(Raw records)

==============================

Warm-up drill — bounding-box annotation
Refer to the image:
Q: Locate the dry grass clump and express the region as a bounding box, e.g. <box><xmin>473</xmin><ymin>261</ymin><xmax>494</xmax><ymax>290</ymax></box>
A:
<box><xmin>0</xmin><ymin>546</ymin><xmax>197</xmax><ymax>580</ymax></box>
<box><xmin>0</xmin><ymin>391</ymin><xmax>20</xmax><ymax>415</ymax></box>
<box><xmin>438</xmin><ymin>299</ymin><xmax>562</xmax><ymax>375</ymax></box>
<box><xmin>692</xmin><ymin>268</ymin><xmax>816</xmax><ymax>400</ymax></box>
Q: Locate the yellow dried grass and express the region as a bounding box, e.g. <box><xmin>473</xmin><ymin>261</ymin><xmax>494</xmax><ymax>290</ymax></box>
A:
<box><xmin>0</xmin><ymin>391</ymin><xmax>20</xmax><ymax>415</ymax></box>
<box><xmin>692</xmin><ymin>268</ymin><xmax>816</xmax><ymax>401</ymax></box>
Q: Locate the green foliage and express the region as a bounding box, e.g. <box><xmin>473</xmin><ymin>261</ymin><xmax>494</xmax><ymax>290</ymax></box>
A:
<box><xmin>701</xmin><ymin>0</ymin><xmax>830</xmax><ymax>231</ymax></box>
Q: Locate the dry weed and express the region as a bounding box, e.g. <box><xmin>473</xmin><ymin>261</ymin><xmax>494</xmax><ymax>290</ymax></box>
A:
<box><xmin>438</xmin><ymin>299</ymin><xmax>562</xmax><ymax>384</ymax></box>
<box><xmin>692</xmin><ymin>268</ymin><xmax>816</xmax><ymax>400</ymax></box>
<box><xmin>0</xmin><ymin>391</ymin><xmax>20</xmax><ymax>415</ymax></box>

==============================

# [WHAT IS ASKED]
Give all of these lines again, requests included, adding 87 to every coordinate in the answer boxes.

# [FULL ANSWER]
Warm-up drill — bounding-box annotation
Refer to the image:
Q: Locate the dry grass clump and express the region as a bounding box, e.g. <box><xmin>473</xmin><ymin>261</ymin><xmax>494</xmax><ymax>290</ymax></box>
A:
<box><xmin>87</xmin><ymin>633</ymin><xmax>284</xmax><ymax>667</ymax></box>
<box><xmin>87</xmin><ymin>478</ymin><xmax>107</xmax><ymax>502</ymax></box>
<box><xmin>525</xmin><ymin>386</ymin><xmax>649</xmax><ymax>462</ymax></box>
<box><xmin>779</xmin><ymin>355</ymin><xmax>903</xmax><ymax>487</ymax></box>
Q: Locate the yellow dried grass and express the region as a bounding box, e.g. <box><xmin>473</xmin><ymin>261</ymin><xmax>494</xmax><ymax>290</ymax></box>
A:
<box><xmin>87</xmin><ymin>478</ymin><xmax>107</xmax><ymax>502</ymax></box>
<box><xmin>779</xmin><ymin>355</ymin><xmax>903</xmax><ymax>488</ymax></box>
Q: Locate the green foliage and express the region as a bounding box, e.g. <box><xmin>473</xmin><ymin>261</ymin><xmax>494</xmax><ymax>290</ymax></box>
A:
<box><xmin>788</xmin><ymin>87</ymin><xmax>917</xmax><ymax>318</ymax></box>
Q: Locate the dry weed and express the region as a bounding box, e.g. <box><xmin>473</xmin><ymin>261</ymin><xmax>494</xmax><ymax>290</ymax></box>
A:
<box><xmin>525</xmin><ymin>386</ymin><xmax>649</xmax><ymax>471</ymax></box>
<box><xmin>779</xmin><ymin>355</ymin><xmax>903</xmax><ymax>487</ymax></box>
<box><xmin>87</xmin><ymin>478</ymin><xmax>107</xmax><ymax>502</ymax></box>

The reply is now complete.